THE REQUEST: Each line from the one that contains "Your annotation target is flowing" to the end of the material must be set down exactly, and no line before it.

DATASET EXCERPTS:
|---|
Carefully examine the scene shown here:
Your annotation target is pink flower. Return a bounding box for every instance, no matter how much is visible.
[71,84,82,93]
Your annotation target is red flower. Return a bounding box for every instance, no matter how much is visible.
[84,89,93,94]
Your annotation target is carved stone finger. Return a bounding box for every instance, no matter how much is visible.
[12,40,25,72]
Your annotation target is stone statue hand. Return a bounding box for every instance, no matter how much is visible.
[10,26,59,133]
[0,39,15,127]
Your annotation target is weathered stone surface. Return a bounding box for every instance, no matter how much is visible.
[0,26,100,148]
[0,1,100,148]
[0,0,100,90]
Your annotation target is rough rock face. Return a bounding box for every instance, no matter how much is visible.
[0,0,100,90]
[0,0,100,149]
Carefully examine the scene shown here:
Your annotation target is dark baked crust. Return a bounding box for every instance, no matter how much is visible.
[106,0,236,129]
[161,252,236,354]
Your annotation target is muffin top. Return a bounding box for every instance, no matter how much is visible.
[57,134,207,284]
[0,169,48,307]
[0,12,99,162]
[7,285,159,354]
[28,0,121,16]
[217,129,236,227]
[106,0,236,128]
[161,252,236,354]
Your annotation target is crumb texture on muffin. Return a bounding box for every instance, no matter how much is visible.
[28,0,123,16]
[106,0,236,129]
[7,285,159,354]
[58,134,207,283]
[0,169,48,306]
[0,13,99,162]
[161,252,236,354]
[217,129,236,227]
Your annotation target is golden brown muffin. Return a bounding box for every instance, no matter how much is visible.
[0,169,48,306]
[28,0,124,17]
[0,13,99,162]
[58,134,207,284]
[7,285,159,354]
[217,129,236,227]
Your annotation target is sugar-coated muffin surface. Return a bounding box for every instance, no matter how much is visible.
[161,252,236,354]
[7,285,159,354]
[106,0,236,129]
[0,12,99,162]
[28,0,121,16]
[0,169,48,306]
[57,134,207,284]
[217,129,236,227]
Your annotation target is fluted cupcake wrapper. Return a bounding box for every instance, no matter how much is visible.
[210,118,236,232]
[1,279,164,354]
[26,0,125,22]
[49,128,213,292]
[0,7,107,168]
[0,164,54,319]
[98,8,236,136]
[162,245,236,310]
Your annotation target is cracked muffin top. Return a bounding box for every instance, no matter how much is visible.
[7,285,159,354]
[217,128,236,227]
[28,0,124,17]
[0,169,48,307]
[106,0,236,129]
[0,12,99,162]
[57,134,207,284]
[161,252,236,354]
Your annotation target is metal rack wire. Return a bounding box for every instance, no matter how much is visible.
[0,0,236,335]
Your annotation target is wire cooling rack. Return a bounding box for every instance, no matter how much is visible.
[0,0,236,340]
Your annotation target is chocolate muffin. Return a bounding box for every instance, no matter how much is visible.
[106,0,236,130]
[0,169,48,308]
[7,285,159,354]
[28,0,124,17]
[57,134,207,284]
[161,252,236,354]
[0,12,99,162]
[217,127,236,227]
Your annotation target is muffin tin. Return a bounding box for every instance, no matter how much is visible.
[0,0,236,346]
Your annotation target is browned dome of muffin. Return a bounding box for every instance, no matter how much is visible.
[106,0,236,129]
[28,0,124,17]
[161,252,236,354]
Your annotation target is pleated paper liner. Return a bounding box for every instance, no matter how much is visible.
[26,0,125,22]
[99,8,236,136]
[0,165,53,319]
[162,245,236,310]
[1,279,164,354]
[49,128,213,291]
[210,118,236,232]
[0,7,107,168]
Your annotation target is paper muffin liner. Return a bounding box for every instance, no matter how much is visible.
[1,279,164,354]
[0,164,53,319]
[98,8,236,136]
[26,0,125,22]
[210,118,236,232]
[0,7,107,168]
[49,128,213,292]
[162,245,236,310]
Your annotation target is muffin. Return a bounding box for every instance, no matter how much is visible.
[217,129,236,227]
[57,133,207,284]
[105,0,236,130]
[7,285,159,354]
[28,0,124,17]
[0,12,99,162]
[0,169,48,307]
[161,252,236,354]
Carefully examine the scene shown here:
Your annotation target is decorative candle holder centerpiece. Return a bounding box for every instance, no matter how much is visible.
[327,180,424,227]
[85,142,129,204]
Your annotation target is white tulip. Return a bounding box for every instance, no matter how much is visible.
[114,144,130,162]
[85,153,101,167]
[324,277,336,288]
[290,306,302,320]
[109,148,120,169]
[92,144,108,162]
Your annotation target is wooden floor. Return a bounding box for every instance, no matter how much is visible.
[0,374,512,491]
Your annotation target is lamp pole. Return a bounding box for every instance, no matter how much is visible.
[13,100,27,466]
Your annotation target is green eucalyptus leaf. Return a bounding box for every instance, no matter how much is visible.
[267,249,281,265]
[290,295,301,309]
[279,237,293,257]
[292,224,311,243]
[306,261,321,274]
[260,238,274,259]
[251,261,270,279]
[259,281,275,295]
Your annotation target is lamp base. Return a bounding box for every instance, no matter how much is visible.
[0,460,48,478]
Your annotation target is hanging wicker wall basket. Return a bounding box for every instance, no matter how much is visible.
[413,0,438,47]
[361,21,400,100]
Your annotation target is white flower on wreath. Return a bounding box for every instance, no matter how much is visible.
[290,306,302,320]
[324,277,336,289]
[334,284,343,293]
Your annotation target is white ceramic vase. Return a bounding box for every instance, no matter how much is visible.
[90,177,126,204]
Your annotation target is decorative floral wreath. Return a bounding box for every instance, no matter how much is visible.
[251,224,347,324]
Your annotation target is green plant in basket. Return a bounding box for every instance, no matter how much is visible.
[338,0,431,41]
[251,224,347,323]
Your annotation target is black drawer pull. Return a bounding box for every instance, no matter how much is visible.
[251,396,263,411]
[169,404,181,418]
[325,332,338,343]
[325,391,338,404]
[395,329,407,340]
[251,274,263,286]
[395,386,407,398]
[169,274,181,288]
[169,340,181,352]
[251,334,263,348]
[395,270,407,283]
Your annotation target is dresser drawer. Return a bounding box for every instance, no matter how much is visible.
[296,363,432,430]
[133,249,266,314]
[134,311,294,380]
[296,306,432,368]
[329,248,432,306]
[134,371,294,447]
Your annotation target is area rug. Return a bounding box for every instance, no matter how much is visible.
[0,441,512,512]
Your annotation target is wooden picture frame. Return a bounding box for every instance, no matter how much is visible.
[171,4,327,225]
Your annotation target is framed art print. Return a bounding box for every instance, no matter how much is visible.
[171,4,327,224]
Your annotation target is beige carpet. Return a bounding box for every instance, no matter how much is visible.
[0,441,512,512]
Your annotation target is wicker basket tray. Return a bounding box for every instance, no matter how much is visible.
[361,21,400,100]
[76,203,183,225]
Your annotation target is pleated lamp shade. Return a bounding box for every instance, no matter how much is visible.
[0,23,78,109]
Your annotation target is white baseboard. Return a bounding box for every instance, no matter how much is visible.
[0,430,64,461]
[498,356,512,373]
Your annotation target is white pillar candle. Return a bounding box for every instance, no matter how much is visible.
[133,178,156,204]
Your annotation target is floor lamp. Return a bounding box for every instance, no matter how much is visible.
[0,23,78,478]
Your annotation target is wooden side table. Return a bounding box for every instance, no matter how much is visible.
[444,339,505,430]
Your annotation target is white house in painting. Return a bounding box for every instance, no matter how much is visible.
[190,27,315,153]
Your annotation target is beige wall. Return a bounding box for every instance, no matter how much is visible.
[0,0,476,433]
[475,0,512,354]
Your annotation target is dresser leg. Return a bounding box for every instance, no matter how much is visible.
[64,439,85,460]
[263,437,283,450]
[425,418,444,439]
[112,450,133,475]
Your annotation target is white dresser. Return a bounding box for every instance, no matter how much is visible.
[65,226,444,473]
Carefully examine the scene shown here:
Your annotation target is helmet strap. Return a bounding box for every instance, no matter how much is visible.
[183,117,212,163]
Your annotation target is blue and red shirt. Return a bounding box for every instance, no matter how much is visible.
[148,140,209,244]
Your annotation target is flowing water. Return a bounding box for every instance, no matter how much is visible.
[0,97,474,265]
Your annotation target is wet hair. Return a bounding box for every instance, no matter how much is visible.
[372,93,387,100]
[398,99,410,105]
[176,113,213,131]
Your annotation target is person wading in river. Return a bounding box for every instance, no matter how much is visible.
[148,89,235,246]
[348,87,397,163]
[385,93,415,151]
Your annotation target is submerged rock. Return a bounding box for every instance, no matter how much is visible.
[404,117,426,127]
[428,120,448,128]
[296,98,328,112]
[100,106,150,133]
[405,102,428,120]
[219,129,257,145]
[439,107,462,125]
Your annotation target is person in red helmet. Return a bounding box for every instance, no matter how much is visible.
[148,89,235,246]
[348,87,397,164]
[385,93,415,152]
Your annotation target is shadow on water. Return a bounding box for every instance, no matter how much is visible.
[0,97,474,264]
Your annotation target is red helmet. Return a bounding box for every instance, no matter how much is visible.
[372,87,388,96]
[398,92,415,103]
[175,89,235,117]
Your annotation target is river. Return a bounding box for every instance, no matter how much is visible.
|---|
SOLUTION TO THIS TASK:
Your annotation target is flowing water. Return a bounding box for every instance, no matter how much is visible.
[0,97,474,265]
Your annotation target is wet hair. Return a bounding box for every instance, no matter how much is visible.
[372,93,387,100]
[398,99,410,105]
[176,113,213,131]
Your annotation target is person wading in river. Return a bounding box for every instance, no matter how much is visible.
[148,89,235,246]
[348,87,397,163]
[385,93,415,151]
Your annotation target is submerged rock. Return a bounding box for every instance, no matter how much is visible.
[404,117,426,127]
[428,120,448,128]
[296,98,328,112]
[100,106,150,133]
[405,102,428,120]
[219,129,257,145]
[439,107,462,125]
Your annotation target is person in red helmet. Return a bounding box for every instance, no matter how much is visible.
[148,89,235,246]
[348,87,397,164]
[385,93,415,152]
Your annotation target is shadow on water. Return a bounding box for every instance, no matter how much is visible.
[0,97,474,264]
Your annotation target is red helmet. Return a bounding box for every instance, no matter how much is visible.
[372,87,388,96]
[398,92,415,103]
[175,89,235,117]
Your annotation target is river. Return a bounding box for every instance, no matter how much is visible.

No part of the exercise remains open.